──────── DATA SUPPLIED

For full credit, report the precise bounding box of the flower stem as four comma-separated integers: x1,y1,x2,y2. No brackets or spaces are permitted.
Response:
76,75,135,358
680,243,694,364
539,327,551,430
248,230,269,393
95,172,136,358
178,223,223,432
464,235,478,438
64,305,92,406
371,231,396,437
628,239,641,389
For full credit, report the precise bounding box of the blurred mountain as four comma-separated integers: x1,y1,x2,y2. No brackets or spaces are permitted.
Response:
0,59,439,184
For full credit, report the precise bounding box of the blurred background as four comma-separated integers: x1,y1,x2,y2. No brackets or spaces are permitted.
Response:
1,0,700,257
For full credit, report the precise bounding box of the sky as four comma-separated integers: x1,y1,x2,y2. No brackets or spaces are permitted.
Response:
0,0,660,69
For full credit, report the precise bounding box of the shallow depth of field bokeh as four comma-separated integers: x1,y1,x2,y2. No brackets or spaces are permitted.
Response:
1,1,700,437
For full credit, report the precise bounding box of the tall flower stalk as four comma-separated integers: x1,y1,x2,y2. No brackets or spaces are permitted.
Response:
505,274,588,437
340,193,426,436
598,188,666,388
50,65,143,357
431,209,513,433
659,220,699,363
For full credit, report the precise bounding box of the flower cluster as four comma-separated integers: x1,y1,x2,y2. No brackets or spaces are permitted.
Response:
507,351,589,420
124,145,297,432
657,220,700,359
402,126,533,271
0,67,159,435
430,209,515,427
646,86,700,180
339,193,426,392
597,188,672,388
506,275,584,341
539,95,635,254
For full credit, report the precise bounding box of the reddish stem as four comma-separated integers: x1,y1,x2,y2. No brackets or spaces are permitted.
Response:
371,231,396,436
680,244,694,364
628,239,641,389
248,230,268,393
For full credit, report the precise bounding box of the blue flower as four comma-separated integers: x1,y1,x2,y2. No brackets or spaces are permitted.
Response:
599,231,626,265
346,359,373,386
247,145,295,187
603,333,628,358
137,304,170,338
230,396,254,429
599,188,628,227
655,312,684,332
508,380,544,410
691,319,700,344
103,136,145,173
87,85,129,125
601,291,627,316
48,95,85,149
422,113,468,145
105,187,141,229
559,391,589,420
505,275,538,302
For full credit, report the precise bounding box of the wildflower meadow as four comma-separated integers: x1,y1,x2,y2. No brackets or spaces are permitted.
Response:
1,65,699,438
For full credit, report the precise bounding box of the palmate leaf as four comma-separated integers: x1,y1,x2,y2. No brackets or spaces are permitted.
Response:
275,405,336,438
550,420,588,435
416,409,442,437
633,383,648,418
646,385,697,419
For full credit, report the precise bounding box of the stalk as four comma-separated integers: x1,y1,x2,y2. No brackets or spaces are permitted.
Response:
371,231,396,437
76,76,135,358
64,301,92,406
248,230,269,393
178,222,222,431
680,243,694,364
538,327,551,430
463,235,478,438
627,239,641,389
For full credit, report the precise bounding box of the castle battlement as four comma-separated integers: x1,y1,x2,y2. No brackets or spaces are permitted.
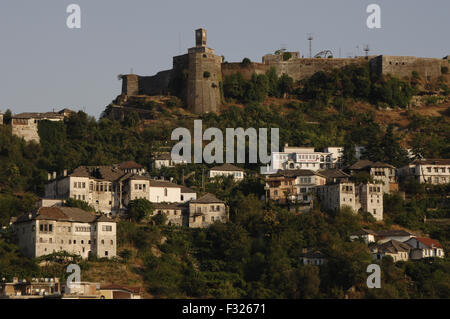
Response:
120,28,449,114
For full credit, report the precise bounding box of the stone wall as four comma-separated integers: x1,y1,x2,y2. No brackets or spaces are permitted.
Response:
371,55,446,82
186,46,223,114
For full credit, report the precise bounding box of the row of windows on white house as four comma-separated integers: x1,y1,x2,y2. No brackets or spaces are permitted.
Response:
33,224,112,233
36,238,114,245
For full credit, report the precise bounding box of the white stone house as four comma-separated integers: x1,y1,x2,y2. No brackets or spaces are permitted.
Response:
300,250,327,266
11,207,116,259
315,182,384,220
371,240,411,262
153,152,187,169
261,144,343,174
350,229,377,243
11,112,65,143
209,163,245,181
398,159,450,185
404,237,445,259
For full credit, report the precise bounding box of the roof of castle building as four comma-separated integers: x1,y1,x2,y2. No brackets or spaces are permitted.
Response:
210,163,244,172
14,207,113,224
190,193,224,204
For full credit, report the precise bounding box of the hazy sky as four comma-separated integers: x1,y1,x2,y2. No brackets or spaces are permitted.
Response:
1,0,449,118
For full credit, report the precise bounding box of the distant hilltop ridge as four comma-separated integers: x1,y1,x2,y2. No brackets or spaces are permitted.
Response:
119,28,450,114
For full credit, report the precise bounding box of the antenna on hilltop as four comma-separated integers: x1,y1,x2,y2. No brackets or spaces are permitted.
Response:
130,68,134,75
307,34,313,58
364,44,370,59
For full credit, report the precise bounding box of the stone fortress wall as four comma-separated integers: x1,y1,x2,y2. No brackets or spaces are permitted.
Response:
120,28,449,114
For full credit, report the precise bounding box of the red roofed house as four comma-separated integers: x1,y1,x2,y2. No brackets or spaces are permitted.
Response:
404,237,445,259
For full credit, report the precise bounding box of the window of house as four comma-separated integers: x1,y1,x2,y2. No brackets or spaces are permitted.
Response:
105,251,108,256
110,240,113,245
211,216,215,222
164,188,168,196
40,224,43,232
202,216,206,222
73,240,76,244
101,240,105,245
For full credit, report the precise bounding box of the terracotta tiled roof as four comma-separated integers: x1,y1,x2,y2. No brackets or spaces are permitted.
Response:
210,163,244,172
118,161,144,170
415,237,442,248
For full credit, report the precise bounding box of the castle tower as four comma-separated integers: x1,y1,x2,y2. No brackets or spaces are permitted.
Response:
196,28,207,47
187,28,223,114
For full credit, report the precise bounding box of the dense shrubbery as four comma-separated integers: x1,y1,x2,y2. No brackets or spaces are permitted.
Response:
223,67,294,103
300,64,416,108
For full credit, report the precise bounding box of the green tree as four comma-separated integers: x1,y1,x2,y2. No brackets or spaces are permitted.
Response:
126,199,154,222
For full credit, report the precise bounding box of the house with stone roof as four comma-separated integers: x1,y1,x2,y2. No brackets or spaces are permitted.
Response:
347,160,397,193
209,163,245,181
44,163,196,216
11,206,116,259
371,239,411,262
188,193,228,228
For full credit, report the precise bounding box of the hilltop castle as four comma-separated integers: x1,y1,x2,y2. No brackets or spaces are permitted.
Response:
119,28,449,114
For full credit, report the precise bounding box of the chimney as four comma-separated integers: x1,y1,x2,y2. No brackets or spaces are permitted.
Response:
52,171,57,179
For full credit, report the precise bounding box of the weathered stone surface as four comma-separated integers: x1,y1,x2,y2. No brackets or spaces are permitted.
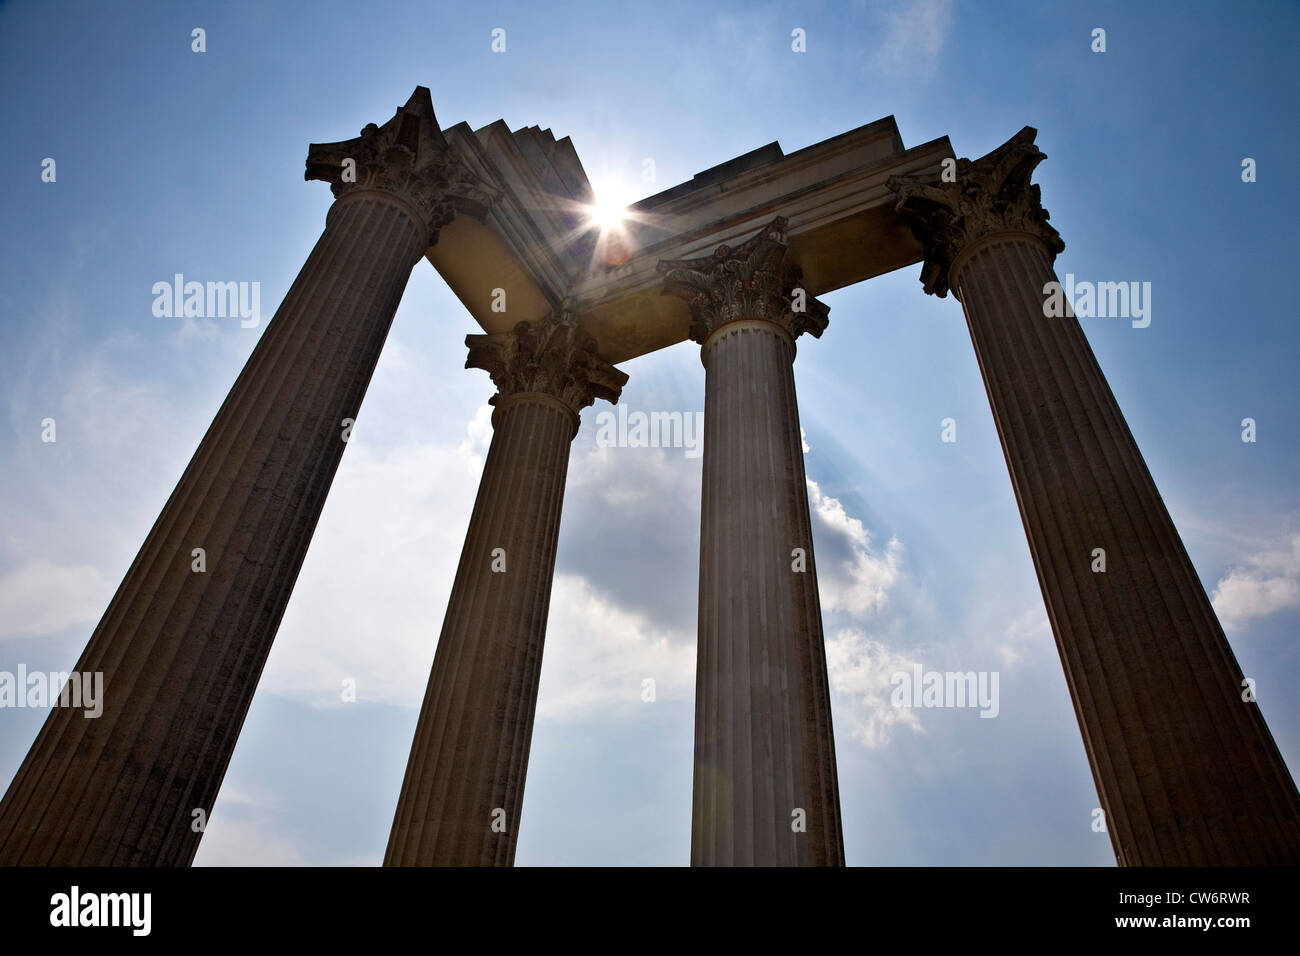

────────────────

# [AIM OF THE EXERCISE]
Copy out the lines above in full and unaltered, apart from the pictures.

# [COMPLETED EXERCISE]
For full credit, report the precise bounding box of the flower stem as four comma-separated integers: x1,y1,x2,y2. No brackets or spaces are permitted.
Response:
76,75,135,358
680,243,694,364
539,327,551,430
248,230,269,393
95,172,136,358
178,223,223,432
464,235,478,438
64,305,92,406
371,231,396,437
628,239,641,389
For full credit, report the precise bounding box of the blurred mountain as four comma-separated integers: x1,y1,x2,y2. No brackets or spaces are permitted.
Response:
0,59,439,184
For full credit, report the precise bounding box of the blurred background as four comma-separated integers: x1,y1,x2,y2. No brackets or spaces are permitted.
Response:
1,0,700,257
For full credit, report the precise bounding box of the sky as four comma-separated integers: x1,y1,x2,y2. No brackets or spaces are permitted.
Response:
0,0,660,69
For full credit, report the precise bounding box of the shallow depth of field bokeh as four comma-separated integers: x1,y1,x2,y2. No brackets or spaces are permitted.
Response:
1,1,700,437
For full credit, report the precise bounding box of the tall flower stalk as four comma-separated integers: x1,y1,x2,y2. No brackets or spaces are permitted.
Response:
505,274,588,437
340,193,426,436
598,188,666,388
50,65,143,357
431,209,513,433
659,220,699,363
For full credit, report the precise bounding box of the flower cluster as four comma-separated integers: x1,y1,x2,y2. No brackets or spaces are permitted.
Response:
507,351,589,420
124,145,297,432
657,220,700,359
402,126,533,271
0,67,159,435
430,209,515,427
646,86,700,180
339,193,426,392
597,188,672,388
506,275,584,341
539,95,635,254
For full credit, report the precise bounding box of the reddish stem as four comma-separated integers: x1,y1,x2,y2. No brackets or spaces are permitted.
Response:
371,231,396,436
680,244,694,364
628,239,641,389
248,230,268,393
For full credit, report the precise bounding box of the blue flower as four comma-separated integers: x1,y1,x2,y2. No brackets or spaces are permitted.
Response:
599,231,626,265
346,359,373,386
247,145,295,187
603,333,628,358
137,304,170,338
230,396,254,429
599,188,628,227
655,312,684,332
508,380,544,410
691,319,700,344
103,136,145,173
87,85,129,125
601,291,627,316
48,95,85,149
422,113,468,145
105,187,141,229
559,391,589,420
505,275,538,302
For full credit, report the precise bounding box of the wildflower meadow as four comma-separated integers: x1,y1,x2,y2. No brackets or spaces are permitted.
Response:
1,65,699,438
For full credit, report the precise bounding box of the palmate leaf as four comma-separated integers: x1,y1,x2,y2. No brackets or spaces are permitted.
Response:
275,405,336,438
550,420,588,435
416,409,442,437
633,383,648,418
646,385,697,419
For full credit, report the precise bounding box of the stalk as four comma-separated integers: x1,y1,x2,y2. No brackets or spaces are permitted.
Response:
371,231,396,437
76,76,135,358
64,301,92,406
248,230,269,393
178,222,222,431
680,243,694,364
538,327,551,430
463,235,478,438
627,239,641,389
For full credit, report the precise bounding box of the castle battlement as four comma-separated integers: x1,y1,x2,y2. No brackets or spaces are permitted.
Response:
120,28,449,114
For full credit, report the precise bounding box of the stone wall as four comma-separated integers: x1,y1,x2,y2. No brackets or spaces are permitted.
Response:
371,55,446,82
186,46,223,114
For full credit, report the precise bounding box of the row of windows on white house as four comma-separated integers: x1,y1,x2,y2. No brackets or spaces are permitted.
Response:
33,224,112,233
36,238,114,245
For full credit, report the precise bounding box of the white stone house as four comma-separated integers: x1,y1,x2,y2. No brackets or spaces are permitted.
Response:
300,250,327,266
11,207,116,259
315,182,384,220
371,240,411,262
153,152,187,169
261,144,343,174
350,229,377,243
11,112,65,143
209,163,245,181
398,159,450,185
404,237,445,259
For full credit, report the precise bounding box of the roof of castle building as four comma-separated integers: x1,y1,x2,y2. No brackets or spaces are permitted.
Response:
210,163,244,172
14,207,113,224
190,193,224,204
For full credit, report the precise bounding box of the hazy sky as four comma-separated integers: x1,y1,x2,y2. No brackets or spaces are permitted.
Response:
1,0,449,118
For full credit, report the precise bounding box of the distant hilltop ridge as four comma-separated integers: x1,y1,x2,y2. No brackets or spaces are permitted.
Response:
119,28,450,114
For full credit, report the precise bounding box of the antenna on hilltop as four comma-separated integers: x1,y1,x2,y2. No brackets or spaces are permitted.
Response:
130,68,134,75
307,34,313,58
364,44,370,59
For full credit, report the precise bounding box of the stone fortress wall as four comma-separated integers: x1,y1,x2,y2. No brackets or spaces are permitted.
Response:
120,28,449,114
For full credit, report the precise bounding box of the red roofed house as four comma-separated integers: x1,y1,x2,y2. No brackets or spaces are permitted.
Response:
404,237,445,259
For full credit, report the precise bounding box of the window of house as four comma-separated integers: x1,y1,x2,y2. No brackets or spaces are permitted.
Response:
105,251,108,256
110,240,113,245
211,216,215,222
164,188,168,196
40,224,43,232
202,216,206,222
73,240,76,244
101,240,105,245
For full credit, report the precise bounding box of the terracotta tiled roof as four comma-separated integers: x1,y1,x2,y2. No brackets or spaces are permitted.
Response:
210,163,244,172
118,161,144,170
415,237,442,248
For full credit, report the precise bounding box of the castle tower as four comma-separated integers: x1,y1,x2,y2. No brackets or spaces are permitted.
Response:
196,28,207,47
187,28,223,114
For full credit, report the precise bounding box of the dense shrubbery as four comma-separated integers: x1,y1,x2,y2. No brackets or spaces are permitted.
Response:
223,67,294,103
300,64,416,108
For full credit, report the precise bounding box of the green tree as four comma-separated integers: x1,y1,x2,y2. No brackets or spaces are permitted.
Response:
126,199,154,222
For full credit, report the precise bounding box of the house with stone roof as four comma-separated integers: x1,y1,x2,y2. No brackets or spaces are permitted.
Response:
347,160,397,193
209,163,245,181
44,163,196,216
11,206,116,259
371,239,411,262
188,193,228,228
For full credit, report the precise bounding box of the hilltop castle as four comma-separated integers: x1,y1,x2,y2. No brackets or spaces are permitted.
Response:
119,28,449,114
For full credit, report the precise bounding box of the chimney as four comma-separated integers: x1,y1,x2,y2. No brackets or spaces are permitted.
Response:
52,171,57,179
For full credit, report the precise bounding box of the weathered stone surface as four comma-separated integers: x1,y1,x2,y2. No brackets or spaces are permitted.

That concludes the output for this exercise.